» Document extract:
In our lesson this week, we didn't do any practical. We did the whole lesson of theory. It was quite a bit to take in but I knew a little about it. So, we talked about:
Rule of Thirds
This grid is display to give help to showing where the points of interest need to be. For example, in the image above, it is the bee. The inter-sectional points around the middle square are what our eyes are drawn to and it makes for a more natural viewing. The example given in class was this image:
It can also be used to place the eyeline on the point of interest making him the focus and his focus the secondary focus.
180 Degree Rule
The 180 degree rule is where the cameras must stay in the arc around the actors or person's otherwise if you go on the opposite side without letting the viewer know by a camera shift. This makes again for a more natural viewing of the subject.
The Golden Ratio
This is something to keep in mind whilst filming. It makes an image appear better. I find it hard to explain this as Peter did but I think a photo would explain it better;
The focus is all relative and good, to put in a terrible way.

» Instructions for the task:
Please return the full lesson post on composition rules word for word. These records have no connection to the lesson post.

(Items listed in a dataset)
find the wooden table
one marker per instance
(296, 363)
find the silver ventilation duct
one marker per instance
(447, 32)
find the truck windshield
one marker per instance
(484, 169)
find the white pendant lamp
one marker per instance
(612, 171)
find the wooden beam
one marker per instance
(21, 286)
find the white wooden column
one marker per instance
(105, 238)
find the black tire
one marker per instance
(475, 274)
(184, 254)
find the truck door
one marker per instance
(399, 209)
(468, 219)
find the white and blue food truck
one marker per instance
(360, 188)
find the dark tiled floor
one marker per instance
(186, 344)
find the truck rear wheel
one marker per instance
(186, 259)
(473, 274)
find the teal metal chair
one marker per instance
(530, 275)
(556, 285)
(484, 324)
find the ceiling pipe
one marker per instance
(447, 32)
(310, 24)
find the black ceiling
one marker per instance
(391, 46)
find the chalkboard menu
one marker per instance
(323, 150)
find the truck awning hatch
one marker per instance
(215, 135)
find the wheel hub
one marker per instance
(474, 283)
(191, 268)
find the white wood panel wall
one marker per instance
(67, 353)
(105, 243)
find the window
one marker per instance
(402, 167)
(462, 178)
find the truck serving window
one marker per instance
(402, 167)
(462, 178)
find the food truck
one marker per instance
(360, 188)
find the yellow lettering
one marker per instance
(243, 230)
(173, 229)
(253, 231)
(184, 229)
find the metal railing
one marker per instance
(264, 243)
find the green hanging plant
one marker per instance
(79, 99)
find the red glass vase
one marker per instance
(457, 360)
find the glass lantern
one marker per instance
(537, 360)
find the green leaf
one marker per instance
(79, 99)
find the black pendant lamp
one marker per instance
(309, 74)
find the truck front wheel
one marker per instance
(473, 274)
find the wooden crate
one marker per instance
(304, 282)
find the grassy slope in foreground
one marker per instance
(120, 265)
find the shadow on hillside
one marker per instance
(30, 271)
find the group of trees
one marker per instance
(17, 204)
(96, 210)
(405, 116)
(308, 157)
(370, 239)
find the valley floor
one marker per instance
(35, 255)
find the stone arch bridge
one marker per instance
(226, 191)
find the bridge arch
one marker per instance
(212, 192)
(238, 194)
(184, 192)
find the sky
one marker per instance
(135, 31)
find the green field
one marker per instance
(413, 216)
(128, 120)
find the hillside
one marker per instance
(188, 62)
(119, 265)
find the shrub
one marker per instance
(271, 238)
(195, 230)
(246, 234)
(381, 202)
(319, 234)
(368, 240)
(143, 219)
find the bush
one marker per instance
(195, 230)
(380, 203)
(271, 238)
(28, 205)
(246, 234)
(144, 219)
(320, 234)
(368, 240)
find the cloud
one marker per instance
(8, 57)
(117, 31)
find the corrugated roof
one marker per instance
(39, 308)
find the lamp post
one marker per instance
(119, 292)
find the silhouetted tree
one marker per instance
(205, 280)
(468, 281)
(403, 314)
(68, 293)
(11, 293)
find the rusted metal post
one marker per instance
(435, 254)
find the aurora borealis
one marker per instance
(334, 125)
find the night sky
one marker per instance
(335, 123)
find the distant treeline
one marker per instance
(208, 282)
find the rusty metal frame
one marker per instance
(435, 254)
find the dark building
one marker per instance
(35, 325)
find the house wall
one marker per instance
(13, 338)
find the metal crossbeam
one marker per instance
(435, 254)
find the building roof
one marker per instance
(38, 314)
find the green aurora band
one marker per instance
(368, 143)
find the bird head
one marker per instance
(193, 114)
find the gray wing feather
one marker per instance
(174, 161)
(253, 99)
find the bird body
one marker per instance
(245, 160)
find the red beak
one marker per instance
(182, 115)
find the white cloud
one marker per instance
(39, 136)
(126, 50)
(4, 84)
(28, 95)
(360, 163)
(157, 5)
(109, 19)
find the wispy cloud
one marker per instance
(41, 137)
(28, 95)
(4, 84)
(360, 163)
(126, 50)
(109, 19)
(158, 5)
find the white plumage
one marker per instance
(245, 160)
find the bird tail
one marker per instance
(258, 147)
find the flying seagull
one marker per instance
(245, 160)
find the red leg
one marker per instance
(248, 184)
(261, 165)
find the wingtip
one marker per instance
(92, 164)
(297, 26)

» Exercise result:
In our lesson this week, we didn't do any practical. We did the whole lesson of theory. It was quite a bit to take in but I knew a little about it. So, we talked about:
Rule of Thirds
This grid is display to give help to showing where the points of interest need to be. For example, in the image above, it is the bee. The inter-sectional points around the middle square are what our eyes are drawn to and it makes for a more natural viewing. The example given in class was this image:
It can also be used to place the eyeline on the point of interest making him the focus and his focus the secondary focus.
180 Degree Rule
The 180 degree rule is where the cameras must stay in the arc around the actors or person's otherwise if you go on the opposite side without letting the viewer know by a camera shift. This makes again for a more natural viewing of the subject.
The Golden Ratio
This is something to keep in mind whilst filming. It makes an image appear better. I find it hard to explain this as Peter did but I think a photo would explain it better;
The focus is all relative and good, to put in a terrible way.